- Work to complete
Filter the records down to only the lines that contain the word "every", copying each such line as it appears.
********************
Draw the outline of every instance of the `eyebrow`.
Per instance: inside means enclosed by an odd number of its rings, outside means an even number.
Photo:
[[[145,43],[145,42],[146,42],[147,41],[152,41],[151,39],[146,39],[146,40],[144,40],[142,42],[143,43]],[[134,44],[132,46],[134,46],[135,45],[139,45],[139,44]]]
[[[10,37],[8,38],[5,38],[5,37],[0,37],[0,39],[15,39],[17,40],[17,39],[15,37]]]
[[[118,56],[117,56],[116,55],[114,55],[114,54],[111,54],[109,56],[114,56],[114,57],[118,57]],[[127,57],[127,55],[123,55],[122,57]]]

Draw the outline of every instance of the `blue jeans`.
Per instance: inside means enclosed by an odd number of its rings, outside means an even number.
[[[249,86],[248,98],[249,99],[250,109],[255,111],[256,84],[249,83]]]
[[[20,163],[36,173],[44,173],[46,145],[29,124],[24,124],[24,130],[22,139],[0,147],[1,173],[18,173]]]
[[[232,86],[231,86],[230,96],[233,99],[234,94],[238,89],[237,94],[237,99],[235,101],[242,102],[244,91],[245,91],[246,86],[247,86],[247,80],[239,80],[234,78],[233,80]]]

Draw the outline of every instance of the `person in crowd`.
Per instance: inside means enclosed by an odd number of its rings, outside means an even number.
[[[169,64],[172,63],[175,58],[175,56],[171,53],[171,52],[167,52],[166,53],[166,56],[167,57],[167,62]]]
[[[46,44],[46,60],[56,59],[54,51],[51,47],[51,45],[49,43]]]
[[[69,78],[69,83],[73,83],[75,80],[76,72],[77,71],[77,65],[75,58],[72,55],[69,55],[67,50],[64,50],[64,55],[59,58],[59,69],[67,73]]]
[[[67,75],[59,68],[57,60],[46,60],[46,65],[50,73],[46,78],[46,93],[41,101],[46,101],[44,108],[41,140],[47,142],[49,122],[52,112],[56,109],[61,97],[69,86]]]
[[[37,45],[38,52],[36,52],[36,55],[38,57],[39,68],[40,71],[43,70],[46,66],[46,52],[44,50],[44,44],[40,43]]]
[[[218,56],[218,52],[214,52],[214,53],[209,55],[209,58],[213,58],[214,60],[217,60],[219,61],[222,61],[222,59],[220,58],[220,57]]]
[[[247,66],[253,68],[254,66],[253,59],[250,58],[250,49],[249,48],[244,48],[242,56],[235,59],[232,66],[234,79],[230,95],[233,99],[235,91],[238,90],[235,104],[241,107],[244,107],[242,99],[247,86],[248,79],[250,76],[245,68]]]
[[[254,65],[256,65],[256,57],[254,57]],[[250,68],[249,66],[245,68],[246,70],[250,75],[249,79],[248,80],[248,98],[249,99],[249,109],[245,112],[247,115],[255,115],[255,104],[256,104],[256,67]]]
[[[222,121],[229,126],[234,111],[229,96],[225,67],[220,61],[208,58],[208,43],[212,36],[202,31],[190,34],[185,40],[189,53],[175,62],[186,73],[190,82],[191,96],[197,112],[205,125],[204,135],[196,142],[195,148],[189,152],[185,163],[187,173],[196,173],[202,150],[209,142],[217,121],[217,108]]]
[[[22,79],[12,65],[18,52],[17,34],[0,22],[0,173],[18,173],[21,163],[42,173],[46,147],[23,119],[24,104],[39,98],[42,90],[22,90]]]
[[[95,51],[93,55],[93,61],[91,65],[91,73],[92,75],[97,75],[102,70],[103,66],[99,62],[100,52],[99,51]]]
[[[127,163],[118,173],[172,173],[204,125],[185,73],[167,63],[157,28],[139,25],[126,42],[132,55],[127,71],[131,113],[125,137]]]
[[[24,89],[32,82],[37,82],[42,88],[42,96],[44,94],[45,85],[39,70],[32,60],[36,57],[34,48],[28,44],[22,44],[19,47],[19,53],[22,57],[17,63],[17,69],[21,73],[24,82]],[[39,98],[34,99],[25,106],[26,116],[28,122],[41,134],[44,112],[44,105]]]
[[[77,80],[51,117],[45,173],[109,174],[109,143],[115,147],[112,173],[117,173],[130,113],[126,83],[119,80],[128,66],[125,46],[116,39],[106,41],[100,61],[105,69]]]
********************
- Reply to the task
Draw the outline of every instance of the `eyebrow`.
Draw the outline of every instance of the `blue jeans`.
Draw the outline of every instance of the `person in crowd`.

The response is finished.